How to complete this task: The string "dark" appears in some lines of the data. Report how many, with no other words.
Supplied data below:
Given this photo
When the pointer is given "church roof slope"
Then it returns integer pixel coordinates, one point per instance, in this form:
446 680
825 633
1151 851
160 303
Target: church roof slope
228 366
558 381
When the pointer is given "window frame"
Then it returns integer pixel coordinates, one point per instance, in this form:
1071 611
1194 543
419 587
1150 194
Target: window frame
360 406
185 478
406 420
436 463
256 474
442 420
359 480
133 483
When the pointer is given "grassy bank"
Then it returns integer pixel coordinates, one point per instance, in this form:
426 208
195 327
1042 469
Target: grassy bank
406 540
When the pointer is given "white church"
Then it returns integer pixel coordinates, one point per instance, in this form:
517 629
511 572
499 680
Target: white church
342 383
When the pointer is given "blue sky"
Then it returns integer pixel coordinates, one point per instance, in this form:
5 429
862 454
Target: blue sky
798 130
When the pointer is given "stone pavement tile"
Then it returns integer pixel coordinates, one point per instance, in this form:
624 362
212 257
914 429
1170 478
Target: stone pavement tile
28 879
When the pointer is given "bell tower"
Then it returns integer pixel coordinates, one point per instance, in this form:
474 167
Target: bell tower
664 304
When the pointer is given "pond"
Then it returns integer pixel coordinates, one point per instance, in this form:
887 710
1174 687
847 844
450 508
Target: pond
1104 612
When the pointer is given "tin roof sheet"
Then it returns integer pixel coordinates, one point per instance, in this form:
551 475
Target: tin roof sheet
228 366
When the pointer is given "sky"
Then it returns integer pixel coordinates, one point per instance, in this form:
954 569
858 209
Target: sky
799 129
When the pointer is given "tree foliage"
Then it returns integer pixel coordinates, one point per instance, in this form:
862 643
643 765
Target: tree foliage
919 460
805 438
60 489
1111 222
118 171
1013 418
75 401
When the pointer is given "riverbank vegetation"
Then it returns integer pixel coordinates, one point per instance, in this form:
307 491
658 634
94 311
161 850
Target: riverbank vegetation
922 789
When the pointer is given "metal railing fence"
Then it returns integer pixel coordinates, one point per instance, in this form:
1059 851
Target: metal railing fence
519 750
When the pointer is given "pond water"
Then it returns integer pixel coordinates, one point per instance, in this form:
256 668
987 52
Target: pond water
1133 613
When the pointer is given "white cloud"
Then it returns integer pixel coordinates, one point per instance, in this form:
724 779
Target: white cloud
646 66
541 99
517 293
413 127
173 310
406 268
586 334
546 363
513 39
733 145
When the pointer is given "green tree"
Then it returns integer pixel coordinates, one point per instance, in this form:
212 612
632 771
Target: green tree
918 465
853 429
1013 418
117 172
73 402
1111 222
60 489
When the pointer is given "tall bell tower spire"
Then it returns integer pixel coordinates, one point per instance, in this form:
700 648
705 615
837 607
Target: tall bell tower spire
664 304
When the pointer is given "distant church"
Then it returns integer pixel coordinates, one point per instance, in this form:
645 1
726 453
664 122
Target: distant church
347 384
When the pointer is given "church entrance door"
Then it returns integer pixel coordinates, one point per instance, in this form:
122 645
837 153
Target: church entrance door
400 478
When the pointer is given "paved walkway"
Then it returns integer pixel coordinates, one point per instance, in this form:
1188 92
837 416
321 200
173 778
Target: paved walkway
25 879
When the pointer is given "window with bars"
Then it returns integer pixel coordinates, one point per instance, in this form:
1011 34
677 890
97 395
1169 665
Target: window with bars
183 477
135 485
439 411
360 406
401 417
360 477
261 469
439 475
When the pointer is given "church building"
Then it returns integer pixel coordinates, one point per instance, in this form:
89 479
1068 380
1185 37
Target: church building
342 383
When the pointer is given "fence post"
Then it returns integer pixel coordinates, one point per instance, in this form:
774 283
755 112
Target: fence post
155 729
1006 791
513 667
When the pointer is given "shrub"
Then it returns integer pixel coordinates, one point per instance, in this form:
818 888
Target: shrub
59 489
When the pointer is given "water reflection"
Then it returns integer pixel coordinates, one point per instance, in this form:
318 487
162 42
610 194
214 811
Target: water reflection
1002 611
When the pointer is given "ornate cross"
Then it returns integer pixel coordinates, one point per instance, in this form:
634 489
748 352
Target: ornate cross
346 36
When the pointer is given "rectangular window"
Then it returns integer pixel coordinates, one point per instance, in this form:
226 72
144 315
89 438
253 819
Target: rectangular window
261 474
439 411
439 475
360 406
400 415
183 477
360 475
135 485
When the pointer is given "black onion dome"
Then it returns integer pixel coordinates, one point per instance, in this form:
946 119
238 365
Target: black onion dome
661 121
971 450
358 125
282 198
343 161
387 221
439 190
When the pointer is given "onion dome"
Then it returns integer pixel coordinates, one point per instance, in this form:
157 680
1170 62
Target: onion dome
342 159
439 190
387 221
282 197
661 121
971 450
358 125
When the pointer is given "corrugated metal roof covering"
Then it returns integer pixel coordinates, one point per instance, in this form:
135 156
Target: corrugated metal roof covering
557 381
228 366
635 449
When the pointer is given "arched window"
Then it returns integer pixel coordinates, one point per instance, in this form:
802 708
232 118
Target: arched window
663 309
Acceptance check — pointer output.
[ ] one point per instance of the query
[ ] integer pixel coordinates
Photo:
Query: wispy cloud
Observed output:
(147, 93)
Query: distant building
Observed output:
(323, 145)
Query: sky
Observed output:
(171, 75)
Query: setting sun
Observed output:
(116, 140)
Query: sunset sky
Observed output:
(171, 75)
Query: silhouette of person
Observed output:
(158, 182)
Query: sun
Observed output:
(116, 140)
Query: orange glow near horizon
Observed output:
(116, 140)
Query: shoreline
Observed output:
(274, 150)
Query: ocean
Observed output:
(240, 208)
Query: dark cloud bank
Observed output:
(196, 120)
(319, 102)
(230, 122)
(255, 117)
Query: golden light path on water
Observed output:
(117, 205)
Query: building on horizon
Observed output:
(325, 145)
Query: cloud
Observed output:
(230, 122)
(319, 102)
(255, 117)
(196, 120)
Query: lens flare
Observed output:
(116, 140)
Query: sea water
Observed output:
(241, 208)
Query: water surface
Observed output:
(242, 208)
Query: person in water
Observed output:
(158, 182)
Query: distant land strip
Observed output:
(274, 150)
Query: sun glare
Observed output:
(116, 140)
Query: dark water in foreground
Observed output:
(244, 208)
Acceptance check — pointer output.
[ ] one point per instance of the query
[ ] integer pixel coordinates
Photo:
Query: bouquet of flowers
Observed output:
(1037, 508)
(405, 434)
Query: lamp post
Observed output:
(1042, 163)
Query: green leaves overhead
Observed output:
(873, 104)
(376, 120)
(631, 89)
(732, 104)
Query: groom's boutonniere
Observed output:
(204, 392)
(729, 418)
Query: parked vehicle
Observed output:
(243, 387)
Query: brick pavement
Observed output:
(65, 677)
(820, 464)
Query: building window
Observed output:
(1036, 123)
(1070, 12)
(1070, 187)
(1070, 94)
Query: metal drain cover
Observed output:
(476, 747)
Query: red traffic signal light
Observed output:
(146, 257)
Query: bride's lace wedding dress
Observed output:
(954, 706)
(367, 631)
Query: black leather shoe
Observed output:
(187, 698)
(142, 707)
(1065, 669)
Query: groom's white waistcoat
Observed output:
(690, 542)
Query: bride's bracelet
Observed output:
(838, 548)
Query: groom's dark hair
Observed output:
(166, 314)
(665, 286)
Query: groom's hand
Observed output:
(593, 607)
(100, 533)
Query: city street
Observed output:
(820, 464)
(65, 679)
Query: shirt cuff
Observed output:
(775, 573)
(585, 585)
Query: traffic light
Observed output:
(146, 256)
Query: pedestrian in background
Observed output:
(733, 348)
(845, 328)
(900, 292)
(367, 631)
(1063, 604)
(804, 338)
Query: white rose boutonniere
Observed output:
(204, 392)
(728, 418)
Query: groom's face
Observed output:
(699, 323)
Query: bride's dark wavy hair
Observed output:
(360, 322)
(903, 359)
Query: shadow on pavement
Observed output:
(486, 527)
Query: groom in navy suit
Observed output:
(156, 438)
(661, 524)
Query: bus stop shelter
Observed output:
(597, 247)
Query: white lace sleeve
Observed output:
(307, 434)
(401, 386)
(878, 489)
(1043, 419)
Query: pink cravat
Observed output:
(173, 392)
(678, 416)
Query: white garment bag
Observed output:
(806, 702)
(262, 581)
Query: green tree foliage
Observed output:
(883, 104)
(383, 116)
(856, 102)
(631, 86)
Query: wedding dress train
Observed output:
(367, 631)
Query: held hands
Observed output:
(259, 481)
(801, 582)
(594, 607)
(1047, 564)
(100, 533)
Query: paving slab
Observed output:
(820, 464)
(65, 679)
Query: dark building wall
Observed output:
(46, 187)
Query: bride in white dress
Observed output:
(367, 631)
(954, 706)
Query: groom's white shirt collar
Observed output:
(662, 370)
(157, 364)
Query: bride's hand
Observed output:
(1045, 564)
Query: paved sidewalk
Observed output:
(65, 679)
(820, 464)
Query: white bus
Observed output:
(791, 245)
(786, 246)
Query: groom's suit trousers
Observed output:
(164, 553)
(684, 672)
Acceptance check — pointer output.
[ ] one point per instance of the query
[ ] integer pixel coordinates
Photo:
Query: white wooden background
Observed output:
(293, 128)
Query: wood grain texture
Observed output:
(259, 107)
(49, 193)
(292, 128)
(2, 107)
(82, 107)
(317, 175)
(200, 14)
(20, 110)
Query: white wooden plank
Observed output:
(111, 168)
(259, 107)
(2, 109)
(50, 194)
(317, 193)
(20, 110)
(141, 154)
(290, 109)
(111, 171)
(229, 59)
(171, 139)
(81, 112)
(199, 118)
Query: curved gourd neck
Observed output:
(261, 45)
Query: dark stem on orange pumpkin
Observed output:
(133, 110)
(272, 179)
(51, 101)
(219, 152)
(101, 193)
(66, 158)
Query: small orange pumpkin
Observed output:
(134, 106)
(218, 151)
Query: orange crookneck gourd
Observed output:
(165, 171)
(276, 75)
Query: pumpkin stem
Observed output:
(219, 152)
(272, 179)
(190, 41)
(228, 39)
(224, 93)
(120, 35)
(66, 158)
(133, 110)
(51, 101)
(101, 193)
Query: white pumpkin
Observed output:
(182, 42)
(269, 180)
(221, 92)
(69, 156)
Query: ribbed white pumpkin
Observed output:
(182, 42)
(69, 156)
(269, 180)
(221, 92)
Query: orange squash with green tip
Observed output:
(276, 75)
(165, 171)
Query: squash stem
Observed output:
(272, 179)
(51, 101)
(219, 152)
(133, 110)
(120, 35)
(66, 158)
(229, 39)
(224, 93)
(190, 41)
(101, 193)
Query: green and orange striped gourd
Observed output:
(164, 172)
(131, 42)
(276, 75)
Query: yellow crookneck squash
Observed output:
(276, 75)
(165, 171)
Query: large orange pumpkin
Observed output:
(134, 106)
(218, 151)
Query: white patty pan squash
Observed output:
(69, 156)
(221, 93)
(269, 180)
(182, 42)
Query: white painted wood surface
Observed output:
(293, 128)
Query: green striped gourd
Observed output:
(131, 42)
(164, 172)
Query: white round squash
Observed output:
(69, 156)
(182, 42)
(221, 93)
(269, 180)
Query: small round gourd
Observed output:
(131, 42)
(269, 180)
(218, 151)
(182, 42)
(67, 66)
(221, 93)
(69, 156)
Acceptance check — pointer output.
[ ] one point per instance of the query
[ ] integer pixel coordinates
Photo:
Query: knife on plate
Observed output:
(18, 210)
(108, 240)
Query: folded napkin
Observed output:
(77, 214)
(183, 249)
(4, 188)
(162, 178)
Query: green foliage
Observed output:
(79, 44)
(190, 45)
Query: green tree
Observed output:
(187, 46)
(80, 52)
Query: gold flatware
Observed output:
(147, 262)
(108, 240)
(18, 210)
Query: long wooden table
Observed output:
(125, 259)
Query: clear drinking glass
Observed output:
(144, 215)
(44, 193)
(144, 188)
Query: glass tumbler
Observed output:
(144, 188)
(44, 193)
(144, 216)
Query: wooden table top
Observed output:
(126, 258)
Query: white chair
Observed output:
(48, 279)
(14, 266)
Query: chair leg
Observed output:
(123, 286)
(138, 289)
End of Supplied data.
Result of the exercise: 6